Improving your diet generally, cutting down on sugar, getting a bit more active and drinking in moderation are all important to losing weight - but you know that already.

What we do in a nutrition consultation is to work through the lesser known factors of your health, diet or lifestyle that can be putting the brakes on fat loss. We review hormonal factors, stress, energy and sleep. Nutritional analysis doesn't simply mean looking at calorie intake, or portions and proportions or carbs vs. fats or protein. Rather, the nutritional consultation will also consider if specific foods, or specific ingredients are hindering weight loss - or if they are triggering a reaction that causes your body to hold on to excess fluid, or to bloat.

Here are just a few examples of where my clients often go wrong - and where I can help get things back on track.

Example one: eating little and often

Example two: gut imbalance

Example three: when the body is sluggish

What happens when you snack between meals?

The idea of eating “little and often”, which is promoted by so many diets, is about preventing your body from releasing too much insulin at once and only giving it the nutrients that it can immediately put to use.

But in order to burn off body fat, your insulin levels need to be low. So, if you eat little and often, your body will always be releasing a little insulin. Insulin provides the signal to your body to store energy from your food so that it can be accessed later - in other words, it can be part of the reason excess weight isn't shifting.

In the clinic I often increase the gaps between meals, and sometimes add in a fasting element to a programme. Increasing the gaps between meals means that you will get a spike in insulin after eating, then a longer period of time where insulin isn’t involved at all.

The idea is that this will not only encourage your body to burn fat, it will also help maintain its natural sensitivity to insulin. High levels of insulin in the body can also increase the risk of insulin resistance and over time this increases the risk of diabetes, cardiovascular disease, cancer and other inflammatory health conditions.

Gut health: are you a good host?

#### Phrase grounding data:
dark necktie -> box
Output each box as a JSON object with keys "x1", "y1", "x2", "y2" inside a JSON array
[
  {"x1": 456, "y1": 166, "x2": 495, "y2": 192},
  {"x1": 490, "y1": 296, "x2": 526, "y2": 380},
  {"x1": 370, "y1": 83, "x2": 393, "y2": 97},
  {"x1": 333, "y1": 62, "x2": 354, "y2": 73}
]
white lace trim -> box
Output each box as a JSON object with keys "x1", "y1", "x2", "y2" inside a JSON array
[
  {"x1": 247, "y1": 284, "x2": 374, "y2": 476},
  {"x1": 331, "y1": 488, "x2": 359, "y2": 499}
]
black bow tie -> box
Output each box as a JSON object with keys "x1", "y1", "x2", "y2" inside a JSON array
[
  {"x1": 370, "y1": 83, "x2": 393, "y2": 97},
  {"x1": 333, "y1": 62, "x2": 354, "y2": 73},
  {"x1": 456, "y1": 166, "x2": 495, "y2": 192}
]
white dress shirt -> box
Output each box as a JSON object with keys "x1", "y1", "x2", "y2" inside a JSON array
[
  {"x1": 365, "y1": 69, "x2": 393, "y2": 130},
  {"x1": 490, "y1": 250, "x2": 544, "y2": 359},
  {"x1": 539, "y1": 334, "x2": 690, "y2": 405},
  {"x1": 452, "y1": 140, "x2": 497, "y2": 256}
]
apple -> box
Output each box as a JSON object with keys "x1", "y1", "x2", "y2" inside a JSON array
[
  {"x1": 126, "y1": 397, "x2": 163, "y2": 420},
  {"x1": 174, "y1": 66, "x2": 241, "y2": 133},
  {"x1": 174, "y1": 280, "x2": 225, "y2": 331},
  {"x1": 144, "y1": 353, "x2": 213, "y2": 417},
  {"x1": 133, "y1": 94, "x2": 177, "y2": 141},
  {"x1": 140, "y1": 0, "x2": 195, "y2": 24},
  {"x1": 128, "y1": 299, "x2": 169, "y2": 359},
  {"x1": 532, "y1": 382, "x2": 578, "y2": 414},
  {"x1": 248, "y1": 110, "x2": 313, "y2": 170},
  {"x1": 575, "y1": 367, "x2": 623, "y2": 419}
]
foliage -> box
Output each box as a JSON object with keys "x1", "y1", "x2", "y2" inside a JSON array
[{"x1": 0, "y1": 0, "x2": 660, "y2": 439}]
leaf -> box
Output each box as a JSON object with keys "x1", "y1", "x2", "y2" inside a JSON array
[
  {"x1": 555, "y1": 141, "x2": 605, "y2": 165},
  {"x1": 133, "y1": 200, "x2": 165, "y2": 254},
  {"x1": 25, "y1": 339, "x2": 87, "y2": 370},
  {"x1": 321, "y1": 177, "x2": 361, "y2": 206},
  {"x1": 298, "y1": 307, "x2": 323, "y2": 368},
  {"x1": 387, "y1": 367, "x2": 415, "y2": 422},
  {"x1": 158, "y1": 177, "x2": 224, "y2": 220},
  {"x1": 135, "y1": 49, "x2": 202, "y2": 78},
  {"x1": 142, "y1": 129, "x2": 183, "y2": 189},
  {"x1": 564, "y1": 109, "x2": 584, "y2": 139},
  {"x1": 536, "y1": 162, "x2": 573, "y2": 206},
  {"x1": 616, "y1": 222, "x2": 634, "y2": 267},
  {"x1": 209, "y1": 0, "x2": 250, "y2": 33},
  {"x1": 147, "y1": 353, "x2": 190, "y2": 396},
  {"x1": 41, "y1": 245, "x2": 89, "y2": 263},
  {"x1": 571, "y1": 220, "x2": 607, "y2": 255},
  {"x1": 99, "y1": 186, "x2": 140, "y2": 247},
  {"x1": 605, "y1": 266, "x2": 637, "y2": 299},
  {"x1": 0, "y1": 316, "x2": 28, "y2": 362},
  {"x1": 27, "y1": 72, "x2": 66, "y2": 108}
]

#### Task prompt:
Rewrite the passage of the nutrition consultation text starting at "Example three: when" and ending at "involved at all.", changing "clinic" to "practice".

#### Answer to the exercise:
Example three: when the body is sluggish

What happens when you snack between meals?

The idea of eating “little and often”, which is promoted by so many diets, is about preventing your body from releasing too much insulin at once and only giving it the nutrients that it can immediately put to use.

But in order to burn off body fat, your insulin levels need to be low. So, if you eat little and often, your body will always be releasing a little insulin. Insulin provides the signal to your body to store energy from your food so that it can be accessed later - in other words, it can be part of the reason excess weight isn't shifting.

In the practice I often increase the gaps between meals, and sometimes add in a fasting element to a programme. Increasing the gaps between meals means that you will get a spike in insulin after eating, then a longer period of time where insulin isn’t involved at all.